# OBJETIVO DO EXERCÍCIO
Extraia da listagem abaixo todas as linhas em que aparece a palavra "frond", diferenciando maiúsculas de minúsculas.

# DADOS BRUTOS
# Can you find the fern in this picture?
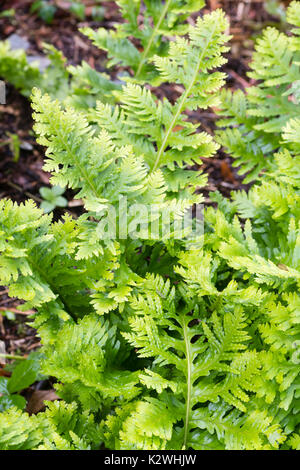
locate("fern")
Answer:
[218,1,300,182]
[0,1,300,450]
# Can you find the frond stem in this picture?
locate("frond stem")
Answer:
[136,0,172,78]
[152,25,217,172]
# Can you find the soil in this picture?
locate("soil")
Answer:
[0,0,290,373]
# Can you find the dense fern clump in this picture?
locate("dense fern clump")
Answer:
[0,0,300,450]
[218,1,300,182]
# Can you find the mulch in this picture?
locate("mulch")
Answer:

# RESPOSTA AO EXERCÍCIO
# Can you find the frond stem in this picture?
locate("frond stem")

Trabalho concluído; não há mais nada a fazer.